§ 提供テキスト:
+++

椎茸はどれでも原木栽培だと思っていませんか?

2007年11月3週号

 

おいしいのは原木栽培椎茸。健康パワーも期待できます。
その価値を正しく評価して、絶滅から守りましょう。


●「国産原木しいたけ生産者の会」の取り組み

 2006年10月から椎茸に国の表示基準が新設され、「原木椎茸」と「菌床栽培」とが区別されるようになりました。「国産原木しいたけ生産者の会」(井上順一会長)による署名活動などの尽力により実現したもので、法律上ようやくその違いを認めさせることができました。
 井上順一さんを始め「国産原木しいたけ生産者の会」の生産者のみなさんは、農薬やホルモン剤を使わず、コナラ、ミズナラ、クヌギなどの原木を使って椎茸を栽培しています。原木から生える椎茸は形はさまざまですが、たいへんおいしく、心臓病や脳卒中を防ぐ成分エリタデニンの活性も菌床栽培と比べて数倍も豊富です。

+++

§ データセット記録:
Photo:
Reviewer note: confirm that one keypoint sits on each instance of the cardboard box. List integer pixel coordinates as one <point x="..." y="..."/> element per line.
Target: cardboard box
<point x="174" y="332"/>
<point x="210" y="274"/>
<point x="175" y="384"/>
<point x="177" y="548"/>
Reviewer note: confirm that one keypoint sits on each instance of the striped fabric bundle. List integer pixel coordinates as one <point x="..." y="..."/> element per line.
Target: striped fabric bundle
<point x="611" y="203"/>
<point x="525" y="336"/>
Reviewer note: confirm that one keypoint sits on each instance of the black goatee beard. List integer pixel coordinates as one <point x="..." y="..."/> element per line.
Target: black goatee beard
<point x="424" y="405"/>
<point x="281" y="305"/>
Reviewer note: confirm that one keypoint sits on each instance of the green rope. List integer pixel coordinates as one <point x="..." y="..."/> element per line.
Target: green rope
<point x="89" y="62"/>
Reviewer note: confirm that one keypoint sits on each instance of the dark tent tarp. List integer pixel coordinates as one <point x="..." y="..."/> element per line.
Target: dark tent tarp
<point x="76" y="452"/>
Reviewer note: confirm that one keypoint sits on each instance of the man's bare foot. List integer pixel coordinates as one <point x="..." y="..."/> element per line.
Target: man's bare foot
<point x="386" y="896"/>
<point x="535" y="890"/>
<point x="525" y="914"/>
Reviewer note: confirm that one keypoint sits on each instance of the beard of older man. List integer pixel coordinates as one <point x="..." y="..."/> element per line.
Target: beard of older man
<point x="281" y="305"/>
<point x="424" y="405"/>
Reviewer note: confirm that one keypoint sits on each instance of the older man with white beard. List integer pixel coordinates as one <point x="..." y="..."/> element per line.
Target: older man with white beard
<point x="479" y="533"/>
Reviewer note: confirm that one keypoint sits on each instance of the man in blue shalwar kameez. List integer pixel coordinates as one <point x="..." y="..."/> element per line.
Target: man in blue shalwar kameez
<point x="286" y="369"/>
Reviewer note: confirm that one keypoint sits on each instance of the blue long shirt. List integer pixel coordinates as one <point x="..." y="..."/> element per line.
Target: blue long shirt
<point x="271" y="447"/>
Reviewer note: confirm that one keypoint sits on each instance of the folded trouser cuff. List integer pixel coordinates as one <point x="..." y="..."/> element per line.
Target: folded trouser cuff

+++

§ 作業内容:
1. 上記の原木椎茸の文章に照らし、次の(a)〜(c)が本文と合致するかどうかを、それぞれ「はい」または「いいえ」で答え、判断の根拠となる本文の語句を正確に引用してください。(a) 椎茸の国の表示基準は2006年10月に新設された。(b) 「国産原木しいたけ生産者の会」の生産者は農薬を使って椎茸を栽培している。(c) 原木から生える椎茸は形がそろっている。
2. 上記の原木椎茸の文章を、最後の一文の後から書き継いでください。

§ 課題別の結果:
1.
(a) はい。「2006年10月から椎茸に国の表示基準が新設され」
(b) いいえ。「農薬やホルモン剤を使わず」
(c) いいえ。「原木から生える椎茸は形はさまざまですが」

2.
 それに対して、おがくずなど培地で育てる菌床栽培の椎茸は、農薬、ホルモン剤、栄養剤などを使っているため、まずくて危険です。しかし、おがくずから楽に発生してくる菌床栽培の椎茸は、見た目の立派なのが穫れ、大量生産がきいて生産効率がいいので、安価で売ることができます。そのため、椎茸の味のわからない消費者に支持されて主流となっています。

●消費者の選択で、原木栽培椎茸を 守ろう

 菌床栽培は、工場から安く購入する軽いおがくず培地を使うため、作業も楽で量産もできます。使い古しの菌床からも形のかわらない椎茸が穫れます。しかし原木栽培は、重たい原木を使うため、運搬、水浸など全ての工程が重労働で、全くコストが違います。原木の入手も難しくなっています。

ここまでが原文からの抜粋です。